# [Task A]
Decide whether each statement below agrees with the Guardians of the Galaxy review, and back each yes or no with the deciding words quoted from that review: (i) the film took in $94 million on its opening weekend; (ii) the reviewer thinks the film seems improbable on paper; (iii) the reviewer compares it to the odd-numbered Star Trek films.
# [Task B]
Summarize the Guardians of the Galaxy review in two sentences.
# [Task C]
Write the next paragraph of the Guardians of the Galaxy review, picking up after its final sentence.

# [Selected extract]
----

Everything is Awesome!
It's only fair to quote Chris Pratt's first triumphant movie of 2014 to describe his second. Besides being a bit of meta-review, it has the benefit of being absolutely true. I have run out of superlatives to describe Guardians of the Galaxy, Marvel's thrilling confection of a comic book space opera that seems completely improbable on paper but blooms into a giddy display of unmistakable movie magic on screen (plus $94 million on opening weekend ain't bad!).
Guardians is not just two hours of action-comedy with a ragtag band of lovable misfits, an engaging retro-pop soundtrack, stunningly beautiful special effect spacescapes, and two of the best scene-stealing CGI characters ever created. It's also a movie that recaptures the childlike, heart-pounding delight of seeing flicks like Star Wars or the even-numbered Star Treks or Raiders of the Lost Ark - movies that set your imagination on fire, filled your head with landscapes you'd never dreamed of before, and had you strutting out of the theatre thinking you were no longer plain old you, but Han Solo or Captain Kirk or Indiana Jones himself. Guardians of the Galaxy is exactly that kind of movie. I spent the entire time in the theatre sitting with a big silly grin on my face and feeling about 10 years old, and I can't wait to see this flick again ... and again ... and again.

----

# [Supplied data]
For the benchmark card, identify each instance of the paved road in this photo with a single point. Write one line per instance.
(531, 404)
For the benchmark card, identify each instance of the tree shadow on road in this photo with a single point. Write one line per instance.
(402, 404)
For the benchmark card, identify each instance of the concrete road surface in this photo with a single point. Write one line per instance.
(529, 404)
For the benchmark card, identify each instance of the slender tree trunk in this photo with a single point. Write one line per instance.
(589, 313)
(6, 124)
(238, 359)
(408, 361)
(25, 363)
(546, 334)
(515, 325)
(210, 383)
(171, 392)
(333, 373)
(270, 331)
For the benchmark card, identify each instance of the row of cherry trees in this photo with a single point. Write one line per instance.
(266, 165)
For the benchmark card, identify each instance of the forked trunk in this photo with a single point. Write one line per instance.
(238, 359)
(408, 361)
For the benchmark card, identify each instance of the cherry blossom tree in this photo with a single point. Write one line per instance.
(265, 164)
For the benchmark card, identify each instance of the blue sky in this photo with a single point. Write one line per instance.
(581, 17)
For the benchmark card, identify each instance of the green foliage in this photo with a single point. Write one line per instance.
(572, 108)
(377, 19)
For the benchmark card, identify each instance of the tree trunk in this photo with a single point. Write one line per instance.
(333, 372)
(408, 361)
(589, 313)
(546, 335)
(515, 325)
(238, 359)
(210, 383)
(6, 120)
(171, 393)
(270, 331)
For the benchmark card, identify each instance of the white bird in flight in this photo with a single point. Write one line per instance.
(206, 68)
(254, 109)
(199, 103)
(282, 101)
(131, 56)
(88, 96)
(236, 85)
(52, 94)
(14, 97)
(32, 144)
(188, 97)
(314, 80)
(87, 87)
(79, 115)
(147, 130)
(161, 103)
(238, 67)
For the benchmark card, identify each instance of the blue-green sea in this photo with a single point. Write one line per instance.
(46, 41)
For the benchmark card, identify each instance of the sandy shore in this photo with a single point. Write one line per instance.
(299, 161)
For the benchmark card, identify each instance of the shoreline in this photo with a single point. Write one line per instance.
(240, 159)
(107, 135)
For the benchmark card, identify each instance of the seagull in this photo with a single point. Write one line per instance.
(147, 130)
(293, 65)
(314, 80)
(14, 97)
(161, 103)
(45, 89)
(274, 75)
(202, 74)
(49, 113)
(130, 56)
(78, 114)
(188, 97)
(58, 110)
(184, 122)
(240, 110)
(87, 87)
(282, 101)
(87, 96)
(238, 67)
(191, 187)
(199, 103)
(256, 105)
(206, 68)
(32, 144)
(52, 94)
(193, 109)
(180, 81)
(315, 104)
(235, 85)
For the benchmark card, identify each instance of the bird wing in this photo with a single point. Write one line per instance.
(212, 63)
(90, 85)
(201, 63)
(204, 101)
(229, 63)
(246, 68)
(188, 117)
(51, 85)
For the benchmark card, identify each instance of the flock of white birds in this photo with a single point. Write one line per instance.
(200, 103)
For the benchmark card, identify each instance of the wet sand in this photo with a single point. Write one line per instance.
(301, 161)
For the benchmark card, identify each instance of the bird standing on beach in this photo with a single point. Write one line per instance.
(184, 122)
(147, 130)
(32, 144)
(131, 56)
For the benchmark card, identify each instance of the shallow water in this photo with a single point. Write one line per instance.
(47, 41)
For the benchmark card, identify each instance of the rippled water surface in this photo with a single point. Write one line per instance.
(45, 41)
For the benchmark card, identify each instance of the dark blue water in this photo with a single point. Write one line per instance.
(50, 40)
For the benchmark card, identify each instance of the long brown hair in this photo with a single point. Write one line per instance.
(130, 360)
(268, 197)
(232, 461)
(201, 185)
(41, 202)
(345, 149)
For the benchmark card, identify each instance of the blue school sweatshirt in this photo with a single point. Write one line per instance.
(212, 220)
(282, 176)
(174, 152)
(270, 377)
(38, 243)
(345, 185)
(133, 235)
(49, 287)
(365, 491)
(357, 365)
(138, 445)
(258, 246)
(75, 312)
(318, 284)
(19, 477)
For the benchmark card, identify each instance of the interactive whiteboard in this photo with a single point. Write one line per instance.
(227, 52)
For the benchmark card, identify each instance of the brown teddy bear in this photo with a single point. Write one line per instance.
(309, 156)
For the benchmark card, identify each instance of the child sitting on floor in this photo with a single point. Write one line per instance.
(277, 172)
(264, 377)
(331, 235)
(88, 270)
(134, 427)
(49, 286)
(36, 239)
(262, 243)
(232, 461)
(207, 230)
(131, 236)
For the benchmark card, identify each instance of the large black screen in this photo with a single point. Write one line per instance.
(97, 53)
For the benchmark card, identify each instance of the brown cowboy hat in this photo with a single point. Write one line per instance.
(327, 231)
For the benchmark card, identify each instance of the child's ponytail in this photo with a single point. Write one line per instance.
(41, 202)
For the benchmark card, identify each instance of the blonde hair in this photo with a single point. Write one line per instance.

----

# [Written response A]
(i) Yes: "plus $94 million on opening weekend ain't bad!"
(ii) Yes: "seems completely improbable on paper"
(iii) No: "the even-numbered Star Treks"

# [Written response B]
The review praises Guardians of the Galaxy, Marvel's comic book space opera and Chris Pratt's second movie of 2014, as an improbable idea that blooms into movie magic on screen, with $94 million on its opening weekend. Beyond its action-comedy, lovable misfits, retro-pop soundtrack, and special effects, it recaptures the childlike delight of films like Star Wars and Raiders of the Lost Ark, leaving the reviewer grinning, feeling about 10 years old, and eager to see it again.

# [Written response C]
I don't want to say too much lest I give you spoilers, but I will say this: consider this with May's (also excellent) Captain America: The Winter Soldier as not only the two temporal bookends of the Marvel summer, but also the two poles of the Marvel approach. Captain America: The Winter Soldier was at its heart a serious commentary on a number of highly topical political issues (see: the surveillance state). Guardians of the Galaxy, on the other hand, is a fly-by-the-seat-of-your-Captain-Tightpants, devil-may-care, why-the-hell-not comedy. Both movies contain thoughtful considerations of relationships, ethics and morals, and heroism, but they do with from completely opposite ends of the tonal spectrum ... and they both do it brilliantly.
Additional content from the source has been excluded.